◆ **Source data**
···
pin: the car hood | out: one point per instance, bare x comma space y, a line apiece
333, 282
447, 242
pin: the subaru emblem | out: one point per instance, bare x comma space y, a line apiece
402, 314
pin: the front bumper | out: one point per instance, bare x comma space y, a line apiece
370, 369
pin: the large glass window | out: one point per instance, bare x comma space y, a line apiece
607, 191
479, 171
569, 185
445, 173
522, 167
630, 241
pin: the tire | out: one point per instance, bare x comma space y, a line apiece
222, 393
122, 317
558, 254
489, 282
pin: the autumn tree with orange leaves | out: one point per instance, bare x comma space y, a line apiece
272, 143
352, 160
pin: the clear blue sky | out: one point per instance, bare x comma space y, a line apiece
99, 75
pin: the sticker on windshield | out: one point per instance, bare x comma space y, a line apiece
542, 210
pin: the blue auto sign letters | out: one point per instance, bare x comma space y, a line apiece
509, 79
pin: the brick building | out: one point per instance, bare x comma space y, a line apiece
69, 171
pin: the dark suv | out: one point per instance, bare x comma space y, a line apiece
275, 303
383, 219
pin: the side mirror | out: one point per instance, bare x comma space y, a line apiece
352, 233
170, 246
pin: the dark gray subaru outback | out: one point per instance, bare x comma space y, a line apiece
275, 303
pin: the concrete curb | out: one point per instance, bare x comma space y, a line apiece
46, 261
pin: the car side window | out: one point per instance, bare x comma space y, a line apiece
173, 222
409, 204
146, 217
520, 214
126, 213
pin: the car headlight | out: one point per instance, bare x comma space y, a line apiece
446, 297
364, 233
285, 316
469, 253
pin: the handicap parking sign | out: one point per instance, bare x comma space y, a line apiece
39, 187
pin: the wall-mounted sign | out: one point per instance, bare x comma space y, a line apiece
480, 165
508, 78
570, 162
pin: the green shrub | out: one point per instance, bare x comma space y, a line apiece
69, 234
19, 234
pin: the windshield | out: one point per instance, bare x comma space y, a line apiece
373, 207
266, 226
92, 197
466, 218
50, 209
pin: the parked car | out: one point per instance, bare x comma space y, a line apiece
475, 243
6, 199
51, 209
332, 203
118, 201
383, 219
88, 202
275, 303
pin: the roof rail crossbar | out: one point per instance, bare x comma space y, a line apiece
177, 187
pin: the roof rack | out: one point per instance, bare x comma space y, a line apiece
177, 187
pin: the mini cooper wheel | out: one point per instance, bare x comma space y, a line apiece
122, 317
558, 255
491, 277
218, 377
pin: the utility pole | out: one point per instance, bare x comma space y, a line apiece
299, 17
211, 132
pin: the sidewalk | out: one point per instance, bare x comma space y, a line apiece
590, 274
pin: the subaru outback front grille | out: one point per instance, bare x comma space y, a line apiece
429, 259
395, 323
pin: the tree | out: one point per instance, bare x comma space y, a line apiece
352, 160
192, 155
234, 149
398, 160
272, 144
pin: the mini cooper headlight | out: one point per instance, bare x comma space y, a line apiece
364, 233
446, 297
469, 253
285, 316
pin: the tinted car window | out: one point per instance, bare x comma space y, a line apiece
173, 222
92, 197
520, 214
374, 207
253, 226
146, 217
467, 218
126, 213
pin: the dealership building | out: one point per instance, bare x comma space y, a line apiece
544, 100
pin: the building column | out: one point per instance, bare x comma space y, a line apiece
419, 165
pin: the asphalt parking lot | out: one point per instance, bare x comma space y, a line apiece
···
Copy out every line of the data above, exactly as given.

◆ **Task answer**
pin: the car hood | out: one point per instance, bare x comma space y, a line apiece
333, 282
447, 242
pin: the subaru emblem | out: one point per instance, bare x comma space y, a line apiece
402, 314
pin: the front bumper | out: one point per instance, bare x comma space y, a line apiece
370, 369
pin: the large glass window | out: one point per instance, bare x comma space y, a line apiece
607, 191
479, 171
569, 185
445, 173
522, 167
630, 241
pin: the tire | out: one point per instance, bare x comma space y, a line apiece
222, 393
122, 317
558, 254
489, 282
pin: the autumn tree with orange leaves | out: one point per instance, bare x comma space y, a line apiece
272, 143
352, 160
pin: the clear blue sky | out: one point per instance, bare x comma space y, a line apiece
99, 75
pin: the sticker on windshield | out: one point per instance, bare x comma space y, a line apiece
542, 210
pin: the blue auto sign letters | out: one point per instance, bare x comma space y, a line apiece
509, 79
pin: the brick building | out: one point per instance, bare x comma space y, a line apiece
69, 171
pin: the dark suv | out: one point per instance, bare x comma space y, a line apiece
275, 303
383, 219
pin: the side mirror | out: one point per instance, bare x comma space y, a line apiece
352, 233
170, 246
pin: the dark gray subaru outback | out: one point per instance, bare x comma space y, a line apiece
275, 303
pin: the concrete curb | out: one point per instance, bare x comma space y, a line apiece
46, 261
pin: the car side window | out: one point per instance, bare x comma space y, a line apiece
173, 222
409, 204
146, 217
520, 214
126, 213
pin: the car headlight | out: one point per instance, bare x comma space y, a line apiece
446, 297
364, 233
285, 316
469, 253
pin: the handicap parking sign | out: one point per instance, bare x comma space y, a line apiece
39, 187
pin: the wall-mounted sign | out: one point per instance, bare x comma space y, a line apiece
480, 165
508, 78
570, 162
pin: the green shrub | out: one point per instance, bare x comma space y, a line apiece
69, 234
19, 234
pin: the windshield | out: one point per instance, bare x comma space y, a line apiece
373, 207
266, 226
92, 197
466, 218
50, 209
pin: the parked car | out: one point per instance, bare x comma space y, a line apiece
475, 243
6, 199
51, 209
332, 203
118, 201
383, 219
88, 202
275, 303
pin: the roof rail crossbar | out: one point per instance, bare x comma space y, a line apiece
177, 187
pin: the roof rack | out: one point per instance, bare x comma space y, a line apiece
177, 187
pin: the mini cooper wheel | out: one point per instance, bare x comma space y, a line apiece
122, 317
558, 255
491, 277
218, 377
pin: the utility pole | out: one point per instance, bare x comma space y, a line apiece
299, 17
211, 132
pin: the sidewalk | out: one point per instance, bare x comma space y, a line apiece
590, 274
pin: the subaru outback front grille | out: one point per instance, bare x comma space y, a line apiece
429, 259
395, 323
pin: the tree | out: one point per instance, bare x comma space y, a line apiece
352, 160
192, 155
234, 149
398, 160
272, 144
pin: the mini cooper headlight | out: one point per instance, bare x comma space y, a line apiece
364, 233
446, 297
469, 253
285, 316
pin: the tinted car window | out: one point per instance, bare x comma space y, a line apiece
173, 222
92, 197
520, 214
374, 207
253, 226
146, 217
467, 218
126, 213
pin: the dealership building | out: one point per instance, bare x comma space y, a line apiece
544, 100
pin: the building column | out: one point per instance, bare x comma space y, a line apiece
419, 165
pin: the asphalt parking lot | out: one point per instance, bare x comma space y, a line apiece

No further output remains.